**EXERCISE SET**
a) Reproduce the whole passage on evaluating kNN predictions with no changes.
b) Repeat the rows from the line containing "TARGET: the sheep back" through the last row, both ends included, and give only those lines.

Now to run the algorithm on our dataset with $k = 5$:

In [ ]:
k = 5
predicted_knn = knn_algorithm(iris_train, iris_test, k)
predicted_knn

We want to have a way to evaluate our predictions from the kNN algorithm with $k=5$. One way is to compute the $R^2$ coefficient. Let's create a function for that:

In [ ]:
def evaluate(predicted, true):
    # Find the squared error:
    squared_error = (predicted['target'] - true['target'])**2
    
    # Finding the mean squared error:
    error_var = squared_error.sum()
    sample_var = ((true['target'] - true['target'].mean())**2).sum()
    
    r = (1 - (error_var / sample_var))
    
    return r

Then let's apply this function to our predictions:

In [ ]:
evaluate(predicted_knn, iris_test)

We see that the coefficient for the Nearest Neighbors implementation with $k=5$ is $R^2 = 0.9745$, which should more or less match what we get with the sklearn package.

Now using sklearn to implement kNN:

We will now use the sklearn package to implement kNN:

Here, we will split our data using the train_test_split function from sklearn.

**DATA**

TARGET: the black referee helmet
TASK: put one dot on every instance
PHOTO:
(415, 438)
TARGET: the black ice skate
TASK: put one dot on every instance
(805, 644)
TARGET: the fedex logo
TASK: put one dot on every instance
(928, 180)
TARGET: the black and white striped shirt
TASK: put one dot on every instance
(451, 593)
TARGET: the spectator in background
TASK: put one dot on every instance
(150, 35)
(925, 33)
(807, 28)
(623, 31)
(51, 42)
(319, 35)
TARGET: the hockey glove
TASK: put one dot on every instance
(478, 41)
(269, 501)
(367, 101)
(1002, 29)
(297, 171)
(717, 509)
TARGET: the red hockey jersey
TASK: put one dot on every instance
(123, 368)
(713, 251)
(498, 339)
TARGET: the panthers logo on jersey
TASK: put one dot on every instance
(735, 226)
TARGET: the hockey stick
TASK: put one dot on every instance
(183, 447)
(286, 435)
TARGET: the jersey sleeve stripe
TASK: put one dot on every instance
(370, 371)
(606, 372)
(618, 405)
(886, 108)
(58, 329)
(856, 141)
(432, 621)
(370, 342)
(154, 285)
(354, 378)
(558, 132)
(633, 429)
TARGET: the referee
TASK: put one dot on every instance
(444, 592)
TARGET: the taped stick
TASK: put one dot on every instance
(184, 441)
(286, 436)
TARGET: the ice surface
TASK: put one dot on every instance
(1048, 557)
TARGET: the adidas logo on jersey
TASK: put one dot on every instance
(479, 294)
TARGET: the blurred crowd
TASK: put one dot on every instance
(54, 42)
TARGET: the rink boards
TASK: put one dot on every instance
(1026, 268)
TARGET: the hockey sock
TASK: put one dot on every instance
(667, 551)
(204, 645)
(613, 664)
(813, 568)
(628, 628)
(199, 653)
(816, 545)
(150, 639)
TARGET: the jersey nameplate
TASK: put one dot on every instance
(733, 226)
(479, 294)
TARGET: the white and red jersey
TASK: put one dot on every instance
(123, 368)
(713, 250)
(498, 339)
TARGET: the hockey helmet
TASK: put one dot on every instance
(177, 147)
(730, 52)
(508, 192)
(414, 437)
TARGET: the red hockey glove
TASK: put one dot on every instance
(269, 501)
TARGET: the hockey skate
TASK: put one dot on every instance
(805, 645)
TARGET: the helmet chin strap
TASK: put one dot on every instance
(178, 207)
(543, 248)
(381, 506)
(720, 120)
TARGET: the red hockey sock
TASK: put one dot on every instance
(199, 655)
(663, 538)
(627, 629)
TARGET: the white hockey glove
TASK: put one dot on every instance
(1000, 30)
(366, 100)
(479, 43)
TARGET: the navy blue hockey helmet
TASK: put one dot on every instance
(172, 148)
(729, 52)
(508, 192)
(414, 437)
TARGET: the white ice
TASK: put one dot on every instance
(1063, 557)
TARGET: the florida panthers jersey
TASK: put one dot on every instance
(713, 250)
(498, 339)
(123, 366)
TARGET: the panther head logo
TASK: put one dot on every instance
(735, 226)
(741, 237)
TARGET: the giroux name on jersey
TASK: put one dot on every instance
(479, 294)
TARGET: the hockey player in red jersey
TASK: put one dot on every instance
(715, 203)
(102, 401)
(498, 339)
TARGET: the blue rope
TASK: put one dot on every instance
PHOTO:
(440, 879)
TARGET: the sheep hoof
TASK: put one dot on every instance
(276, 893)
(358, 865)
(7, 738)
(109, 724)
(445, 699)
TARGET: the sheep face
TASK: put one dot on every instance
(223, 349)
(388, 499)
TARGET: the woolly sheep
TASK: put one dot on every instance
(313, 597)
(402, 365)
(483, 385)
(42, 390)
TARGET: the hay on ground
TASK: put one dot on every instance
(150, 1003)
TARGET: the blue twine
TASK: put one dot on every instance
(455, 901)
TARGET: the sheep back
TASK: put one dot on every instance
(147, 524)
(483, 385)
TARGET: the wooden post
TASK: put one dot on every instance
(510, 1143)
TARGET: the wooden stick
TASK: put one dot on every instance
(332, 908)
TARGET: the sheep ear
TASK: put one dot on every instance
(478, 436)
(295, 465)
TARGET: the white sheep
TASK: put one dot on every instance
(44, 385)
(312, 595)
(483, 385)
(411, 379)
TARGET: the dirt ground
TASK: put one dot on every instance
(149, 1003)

**SOLUTIONS**
a)
Now to run the algorithm on our dataset with $k = 5$:

In [ ]:
k = 5
predicted_knn = knn_algorithm(iris_train, iris_test, k)
predicted_knn

We want to have a way to evaluate our predictions from the kNN algorithm with $k=5$. One way is to compute the $R^2$ coefficient. Let's create a function for that:

In [ ]:
def evaluate(predicted, true):
    # Find the squared error:
    squared_error = (predicted['target'] - true['target'])**2
    
    # Finding the mean squared error:
    error_var = squared_error.sum()
    sample_var = ((true['target'] - true['target'].mean())**2).sum()
    
    r = (1 - (error_var / sample_var))
    
    return r

Then let's apply this function to our predictions:

In [ ]:
evaluate(predicted_knn, iris_test)

We see that the coefficient for the Nearest Neighbors implementation with $k=5$ is $R^2 = 0.9745$, which should more or less match what we get with the sklearn package.

Now using sklearn to implement kNN:

We will now use the sklearn package to implement kNN:

Here, we will split our data using the train_test_split function from sklearn.

b)
TARGET: the sheep back
TASK: put one dot on every instance
(147, 524)
(483, 385)
TARGET: the wooden post
TASK: put one dot on every instance
(510, 1143)
TARGET: the wooden stick
TASK: put one dot on every instance
(332, 908)
TARGET: the sheep ear
TASK: put one dot on every instance
(478, 436)
(295, 465)
TARGET: the white sheep
TASK: put one dot on every instance
(44, 385)
(312, 595)
(483, 385)
(411, 379)
TARGET: the dirt ground
TASK: put one dot on every instance
(149, 1003)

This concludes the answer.